Short problem: In the text below about Irish in the Dáil, what share of public sector jobs did Aengus Ó Snodaigh say should be reserved for employees fluent in Irish?

It’s that time of year again when Ireland’s political establishment trots out its bit of lip-service and tokenism in relation to the country’s national and first official language. Except this year, in line with the increasingly discriminatory policies of the Fine Gael and Labour Party coalition government, they couldn’t even be bothered with that much. From the Irish Times:
“It was “disastrous” and an “insult” that no senior Minister was available to take leaders’ questions through Irish on the one day in the year the Government assigned business to be conducted in Irish, the Dáil was told.
Minister for Jobs Richard Bruton, who took leaders’ questions yesterday, told the Opposition: “I would not feel competent to answer questions as Gaeilge with the sort of exactitude that would be necessary in this House”.
He was responding to Sinn Féin’s Aengus Ó Snodaigh, who sharply criticised the Government’s failure to provide an Irish-speaking Cabinet Minister for Dáil business yesterday.
Earlier, during a debate on the Irish language strategy, Mr Ó Snodaigh also said: “It’s so insulting that the Minister for the Gaeltacht who as a senior Cabinet Minister doesn’t have Irish.”
Mr Ó Snodaigh said the Government should follow the policy the PSNI used to encourage Catholics to join the police force and should reserve 25 per cent of public sector jobs and not the planned 6 per cent, for employees fluent in Irish.
Socialist Party TD Joe Higgins compared the extinction of plant and animal life with the threat to Irish.
He said it took thousands of years for a language to develop and a “community’s life and history was interconnected with the language”.
Independent TD Maureen O’Sullivan could not understand why since the foundation of the State every primary school was not a Gaelscoil up to first or second class. “Children are like sponges”, and even if they started with no Irish, within a year or two they could speak Irish, she said.”

Data segment:
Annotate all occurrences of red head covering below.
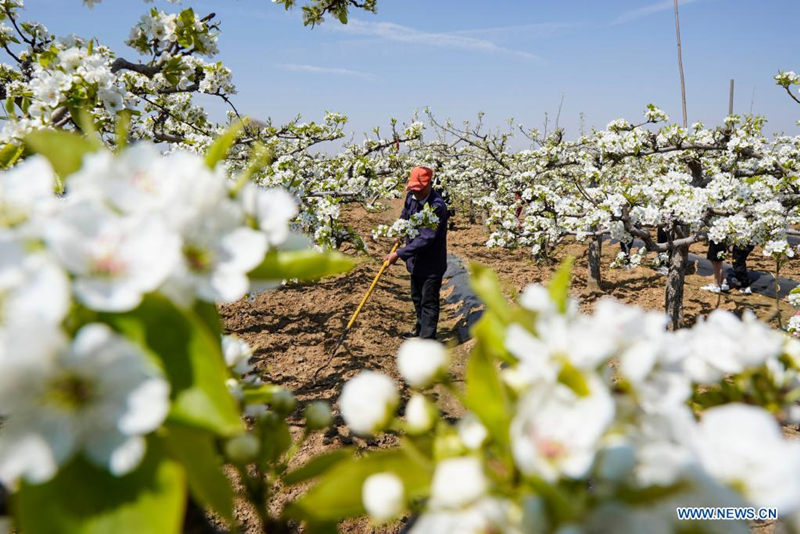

Result of the exercise: 25 per cent, rather than the planned 6 per cent.